## Brief a
In the records below, reproduce every line from the one containing "Your task: a point for each instance of the tire, each" through the final line of the records, both ends included. Keep the requests unchanged, but add 127 to each x and y coordinate in the answers.

------------------------------------------------

By order dated November 11, 2006, named plaintiffs David Gregory and Chris Adams, purporting to represent Classes 1 and 3, respectively, were dismissed from the action, without prejudice. After the class certification motion was filed, on May 23, 2007, named representative Scott Tull, the sole representative of Class 2, was dismissed from the action without prejudice. Thereafter, on July 5, 2007, named representative Leslie Quadrel, one of the two (2) representatives of Class 1, moved to dismiss her claims, with prejudice. By order dated July 9, 2007, this court granted Ms. Quadrel's motion and dismissed her claims with prejudice. Accordingly, only plaintiff Nicholas Stefanou, representing Class 1, remains in the action.

III. STANDARD OF REVIEW

It is plaintiffs' burden to prove that this action satisfies all the requirements of Rule 23(a) and at least one of the requirements of Rule 23(b). Johnston v. HBO Film Mgmt., Inc., 265 F.3d 178, 183-84 (3d Cir. 2001). Rule 23(a) provides that a class may only be certified if: (1) the class is so numerous that joinder of all members is impracticable; (2) there are questions of law or fact common to the class; (3) the claims or defenses of the representative parties are typical of the claims or defenses of the class; and (4) the representative parties will fairly and adequately protect the interests of the class. Fed.R.Civ.P. 23(a).

------------------------------------------------

## Brief b
According to the class certification excerpt, why does Nicholas Stefanou remain as the only plaintiff in the action?

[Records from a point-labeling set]
------------------------------------------------

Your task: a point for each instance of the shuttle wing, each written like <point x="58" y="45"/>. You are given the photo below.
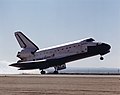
<point x="24" y="42"/>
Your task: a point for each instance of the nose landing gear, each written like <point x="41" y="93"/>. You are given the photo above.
<point x="43" y="72"/>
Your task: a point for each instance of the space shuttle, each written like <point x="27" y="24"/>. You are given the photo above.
<point x="31" y="57"/>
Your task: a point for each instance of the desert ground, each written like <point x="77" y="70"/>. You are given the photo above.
<point x="59" y="85"/>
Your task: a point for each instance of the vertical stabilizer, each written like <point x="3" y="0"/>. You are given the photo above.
<point x="25" y="43"/>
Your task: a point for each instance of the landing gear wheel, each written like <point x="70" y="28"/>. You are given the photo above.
<point x="42" y="72"/>
<point x="55" y="72"/>
<point x="101" y="58"/>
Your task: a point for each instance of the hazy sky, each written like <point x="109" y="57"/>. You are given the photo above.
<point x="54" y="22"/>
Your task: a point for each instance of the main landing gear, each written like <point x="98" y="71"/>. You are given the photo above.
<point x="101" y="58"/>
<point x="43" y="72"/>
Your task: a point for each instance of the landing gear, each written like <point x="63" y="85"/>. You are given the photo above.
<point x="101" y="58"/>
<point x="56" y="70"/>
<point x="43" y="72"/>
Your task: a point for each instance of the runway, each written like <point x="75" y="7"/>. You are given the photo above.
<point x="59" y="85"/>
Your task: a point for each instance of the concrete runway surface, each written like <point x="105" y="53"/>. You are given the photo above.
<point x="59" y="85"/>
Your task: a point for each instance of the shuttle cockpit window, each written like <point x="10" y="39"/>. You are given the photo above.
<point x="90" y="40"/>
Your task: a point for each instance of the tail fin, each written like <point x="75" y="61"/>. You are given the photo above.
<point x="24" y="42"/>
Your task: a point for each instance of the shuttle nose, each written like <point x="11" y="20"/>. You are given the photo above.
<point x="105" y="46"/>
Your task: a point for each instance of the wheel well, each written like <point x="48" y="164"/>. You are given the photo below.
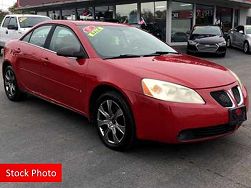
<point x="5" y="64"/>
<point x="99" y="91"/>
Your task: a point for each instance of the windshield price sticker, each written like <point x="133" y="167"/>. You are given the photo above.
<point x="30" y="173"/>
<point x="22" y="19"/>
<point x="92" y="31"/>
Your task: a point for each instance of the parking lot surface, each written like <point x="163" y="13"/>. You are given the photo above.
<point x="35" y="131"/>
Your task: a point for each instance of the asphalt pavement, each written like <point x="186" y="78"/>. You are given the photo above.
<point x="35" y="131"/>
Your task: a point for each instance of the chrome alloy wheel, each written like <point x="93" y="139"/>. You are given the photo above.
<point x="10" y="83"/>
<point x="111" y="122"/>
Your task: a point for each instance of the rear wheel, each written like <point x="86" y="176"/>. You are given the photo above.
<point x="10" y="85"/>
<point x="246" y="47"/>
<point x="114" y="121"/>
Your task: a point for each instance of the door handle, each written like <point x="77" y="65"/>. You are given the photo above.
<point x="45" y="60"/>
<point x="17" y="51"/>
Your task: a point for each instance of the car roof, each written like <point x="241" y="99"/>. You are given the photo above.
<point x="27" y="15"/>
<point x="84" y="23"/>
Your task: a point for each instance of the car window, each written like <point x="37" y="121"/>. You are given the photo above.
<point x="39" y="35"/>
<point x="64" y="38"/>
<point x="207" y="30"/>
<point x="26" y="22"/>
<point x="27" y="38"/>
<point x="6" y="22"/>
<point x="13" y="21"/>
<point x="112" y="41"/>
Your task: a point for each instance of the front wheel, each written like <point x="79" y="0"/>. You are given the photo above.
<point x="114" y="121"/>
<point x="246" y="48"/>
<point x="10" y="85"/>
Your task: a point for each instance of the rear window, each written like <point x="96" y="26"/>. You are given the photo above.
<point x="207" y="30"/>
<point x="6" y="22"/>
<point x="26" y="22"/>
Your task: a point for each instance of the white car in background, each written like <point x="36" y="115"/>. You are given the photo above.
<point x="14" y="26"/>
<point x="240" y="37"/>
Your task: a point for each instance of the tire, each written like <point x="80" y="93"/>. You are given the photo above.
<point x="11" y="88"/>
<point x="246" y="47"/>
<point x="115" y="125"/>
<point x="229" y="44"/>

------------------------------------------------

## Final result a
Your task: a point for each instance of the tire, each written like <point x="80" y="93"/>. You are given the photo above.
<point x="138" y="215"/>
<point x="373" y="174"/>
<point x="242" y="252"/>
<point x="356" y="171"/>

## Final result b
Every other named plaintiff has been dismissed. An order dated November 11, 2006 dismissed David Gregory and Chris Adams without prejudice, and Scott Tull was dismissed without prejudice on May 23, 2007. The court granted Leslie Quadrel's motion by order dated July 9, 2007, which dismissed her claims with prejudice.